(DATA SHOWN Opens)

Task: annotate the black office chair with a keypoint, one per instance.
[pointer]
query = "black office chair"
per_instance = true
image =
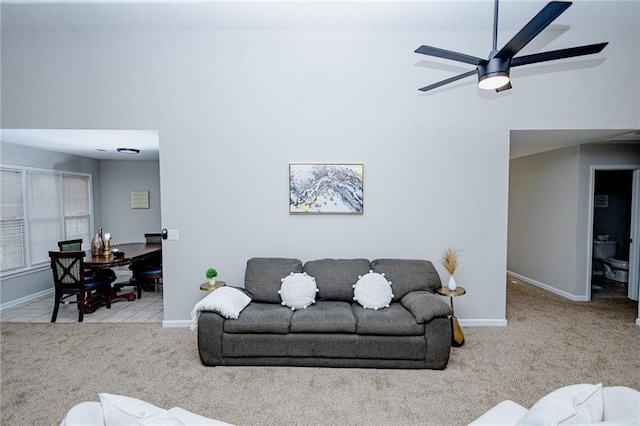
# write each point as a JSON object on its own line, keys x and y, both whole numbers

(DATA SHOWN Closes)

YOUR INSTRUCTIONS ->
In the entries above, how many lines contain the word "office"? Answer with the number only.

ANSWER FOR THE TASK ->
2